== WHAT YOU WILL DO ==
The entries are to be output once more, word for word.

== SOURCE MATERIAL ==

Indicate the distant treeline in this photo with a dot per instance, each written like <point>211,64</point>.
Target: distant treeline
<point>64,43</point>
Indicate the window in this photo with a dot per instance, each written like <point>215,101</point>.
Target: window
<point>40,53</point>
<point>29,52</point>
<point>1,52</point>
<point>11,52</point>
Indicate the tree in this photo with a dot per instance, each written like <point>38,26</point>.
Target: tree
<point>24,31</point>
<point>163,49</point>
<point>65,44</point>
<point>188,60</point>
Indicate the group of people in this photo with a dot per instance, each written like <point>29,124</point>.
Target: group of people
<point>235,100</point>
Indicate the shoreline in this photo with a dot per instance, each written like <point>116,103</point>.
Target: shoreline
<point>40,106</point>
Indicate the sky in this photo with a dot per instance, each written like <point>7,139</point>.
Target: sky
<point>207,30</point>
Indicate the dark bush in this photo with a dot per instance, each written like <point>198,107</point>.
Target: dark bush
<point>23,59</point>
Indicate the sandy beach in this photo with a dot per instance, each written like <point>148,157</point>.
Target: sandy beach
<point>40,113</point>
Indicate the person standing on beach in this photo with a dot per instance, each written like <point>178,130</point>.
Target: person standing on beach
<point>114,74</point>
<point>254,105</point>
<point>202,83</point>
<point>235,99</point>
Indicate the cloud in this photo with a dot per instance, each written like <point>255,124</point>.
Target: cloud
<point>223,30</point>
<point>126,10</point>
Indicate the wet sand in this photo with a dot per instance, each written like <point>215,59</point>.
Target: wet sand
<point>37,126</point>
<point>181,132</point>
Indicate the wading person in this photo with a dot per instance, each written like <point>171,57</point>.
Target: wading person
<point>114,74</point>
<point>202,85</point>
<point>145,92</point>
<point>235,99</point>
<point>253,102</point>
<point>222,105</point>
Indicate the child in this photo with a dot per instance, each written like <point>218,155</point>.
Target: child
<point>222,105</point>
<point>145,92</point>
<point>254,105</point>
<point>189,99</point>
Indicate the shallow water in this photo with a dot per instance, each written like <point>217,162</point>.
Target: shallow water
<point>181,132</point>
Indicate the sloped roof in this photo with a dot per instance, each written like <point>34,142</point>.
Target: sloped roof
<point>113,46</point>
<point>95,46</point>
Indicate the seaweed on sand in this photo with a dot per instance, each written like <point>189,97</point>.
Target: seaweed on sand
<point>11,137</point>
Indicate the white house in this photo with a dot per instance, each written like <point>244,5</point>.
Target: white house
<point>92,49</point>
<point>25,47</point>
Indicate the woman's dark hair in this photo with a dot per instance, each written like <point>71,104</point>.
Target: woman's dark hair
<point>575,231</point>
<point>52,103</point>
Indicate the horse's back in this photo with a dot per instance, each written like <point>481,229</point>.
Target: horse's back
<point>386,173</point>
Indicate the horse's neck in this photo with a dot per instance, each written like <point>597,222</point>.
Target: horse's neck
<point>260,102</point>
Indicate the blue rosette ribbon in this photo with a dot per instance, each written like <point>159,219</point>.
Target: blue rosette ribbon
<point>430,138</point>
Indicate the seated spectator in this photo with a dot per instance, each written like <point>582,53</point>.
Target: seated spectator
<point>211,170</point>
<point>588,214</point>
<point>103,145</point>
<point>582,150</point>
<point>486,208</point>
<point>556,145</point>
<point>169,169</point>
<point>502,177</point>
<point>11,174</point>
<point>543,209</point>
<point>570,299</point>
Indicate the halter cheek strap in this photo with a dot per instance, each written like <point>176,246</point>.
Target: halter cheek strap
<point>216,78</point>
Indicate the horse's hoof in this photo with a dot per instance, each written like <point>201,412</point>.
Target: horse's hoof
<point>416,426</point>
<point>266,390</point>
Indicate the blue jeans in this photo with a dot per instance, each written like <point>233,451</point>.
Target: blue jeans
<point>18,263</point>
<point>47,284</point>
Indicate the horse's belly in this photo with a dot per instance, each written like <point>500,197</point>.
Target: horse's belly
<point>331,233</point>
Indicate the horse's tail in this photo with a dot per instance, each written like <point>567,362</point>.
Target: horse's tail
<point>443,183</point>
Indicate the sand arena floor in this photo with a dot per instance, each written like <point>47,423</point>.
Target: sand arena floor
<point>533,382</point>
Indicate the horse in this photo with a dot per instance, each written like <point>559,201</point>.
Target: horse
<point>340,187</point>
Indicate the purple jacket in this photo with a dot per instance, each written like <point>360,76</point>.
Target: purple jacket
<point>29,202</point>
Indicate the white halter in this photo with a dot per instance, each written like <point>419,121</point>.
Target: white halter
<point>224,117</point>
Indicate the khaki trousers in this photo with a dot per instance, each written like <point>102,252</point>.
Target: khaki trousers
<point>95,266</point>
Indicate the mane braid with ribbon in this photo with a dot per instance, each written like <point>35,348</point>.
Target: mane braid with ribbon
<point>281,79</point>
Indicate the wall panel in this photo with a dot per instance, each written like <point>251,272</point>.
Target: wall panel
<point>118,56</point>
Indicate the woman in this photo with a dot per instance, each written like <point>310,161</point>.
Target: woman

== ANSWER BOX ==
Indicate the distant treeline in this photo with a dot per instance, each written like <point>211,64</point>.
Target: distant treeline
<point>64,43</point>
Indicate the window in this photo with a dot per instance, each written like <point>215,101</point>.
Target: window
<point>40,53</point>
<point>29,52</point>
<point>1,52</point>
<point>11,52</point>
Indicate the tree in this photo with a dot per instance, each written like <point>38,26</point>.
Target: tree
<point>24,31</point>
<point>163,49</point>
<point>65,44</point>
<point>188,60</point>
Indicate the group of people in this photo with a dot per instance, each written like <point>29,124</point>.
Target: group of people
<point>235,100</point>
Indicate the shoreline in this photo with a dot per instance, each written like <point>116,103</point>.
Target: shoreline
<point>40,106</point>
Indicate the sky in this photo with a dot per instance, each written like <point>7,139</point>.
Target: sky
<point>207,30</point>
Indicate the dark bush in this photo with a dot per instance, each written like <point>198,107</point>.
Target: dark bush
<point>23,59</point>
Indicate the sandy beach in this photo with a dot per instance, each written like <point>148,157</point>.
Target: sandy beach
<point>40,113</point>
Indicate the person standing on beach in this photo with a dot per instance, each written like <point>178,130</point>.
Target: person standing on beach
<point>114,74</point>
<point>254,105</point>
<point>202,83</point>
<point>235,99</point>
Indicate the cloud in this photo with a dot per instance, each written like <point>255,124</point>.
Target: cloud
<point>223,30</point>
<point>126,10</point>
Indicate the wet sand in this photo with a dot per instance, each written like <point>215,59</point>.
Target: wet sand
<point>37,126</point>
<point>181,132</point>
Indicate the wading person in this photo with a dot per instance, each written like <point>171,57</point>.
Target: wading person
<point>114,74</point>
<point>202,85</point>
<point>145,92</point>
<point>235,99</point>
<point>253,102</point>
<point>222,105</point>
Indicate the child in this photo with a dot per instance, each written like <point>218,155</point>.
Target: child
<point>222,105</point>
<point>145,92</point>
<point>254,105</point>
<point>189,99</point>
Indicate the shallow water in this photo with a dot per instance, each written like <point>217,162</point>.
Target: shallow water
<point>181,132</point>
Indicate the sloped roof in this photo with a dot per instance, each written like <point>34,142</point>.
Target: sloped roof
<point>113,46</point>
<point>95,46</point>
Indicate the seaweed on sand in this photo with a dot per instance, each written like <point>189,97</point>.
Target: seaweed on sand
<point>11,137</point>
Indicate the white house in this photo with a dot per instance, each written like <point>244,5</point>.
Target: white house
<point>92,49</point>
<point>25,47</point>
Indicate the woman's dark hair in this photo with a dot per instance, each written like <point>71,104</point>.
Target: woman's dark hair
<point>575,231</point>
<point>52,103</point>
Indicate the horse's back in this photo with a dot per instance, each written like <point>481,229</point>.
Target: horse's back
<point>386,173</point>
Indicate the horse's neck in this photo with a dot per instance, each written like <point>597,222</point>.
Target: horse's neck
<point>260,102</point>
Indicate the blue rosette ribbon in this photo with a dot per instance, each written like <point>159,219</point>.
Target: blue rosette ribbon
<point>430,138</point>
Indicate the seated spectator in this photo with a dot per instance, each written like <point>582,53</point>.
Target: seated spectator
<point>211,170</point>
<point>588,214</point>
<point>103,145</point>
<point>582,150</point>
<point>486,208</point>
<point>556,145</point>
<point>169,169</point>
<point>502,177</point>
<point>11,174</point>
<point>543,209</point>
<point>570,299</point>
Indicate the halter cheek strap in this photo with a dot per instance, each written like <point>176,246</point>.
Target: halter cheek strap
<point>216,78</point>
Indicate the horse's hoof in this photo with a dot per instance, each written like <point>201,412</point>.
Target: horse's hoof
<point>416,426</point>
<point>266,390</point>
Indicate the blue jeans in this photo with a dot per instance, each written like <point>233,451</point>.
Target: blue jeans
<point>18,263</point>
<point>47,284</point>
Indicate the horse's belly in this photo with a dot per instance, each written like <point>500,197</point>.
Target: horse's belly
<point>331,233</point>
Indicate the horse's tail in this photo with a dot per instance, each written like <point>567,362</point>.
Target: horse's tail
<point>443,183</point>
Indicate the sand arena floor in this photo with a dot per instance, each written like <point>47,423</point>.
Target: sand arena floor
<point>533,382</point>
Indicate the horse in this photo with a dot per instance, each written like <point>559,201</point>.
Target: horse
<point>340,187</point>
Indicate the purple jacket in this photo with a dot per instance, each written like <point>360,76</point>.
Target: purple jacket
<point>29,202</point>
Indicate the white halter in this photo with a dot per instance, each written like <point>419,121</point>.
Target: white halter
<point>224,117</point>
Indicate the khaki trousers in this photo with a dot per instance, each written like <point>102,252</point>.
Target: khaki trousers
<point>95,266</point>
Indicate the mane braid with ribbon in this photo with a dot per instance, each written like <point>35,348</point>.
Target: mane braid with ribbon
<point>281,79</point>
Indicate the wall panel in this photo with a dot per instance, each written like <point>251,272</point>.
Target: wall panel
<point>118,56</point>
Indicate the woman in this photo with a dot per instance, each written like <point>310,161</point>.
Target: woman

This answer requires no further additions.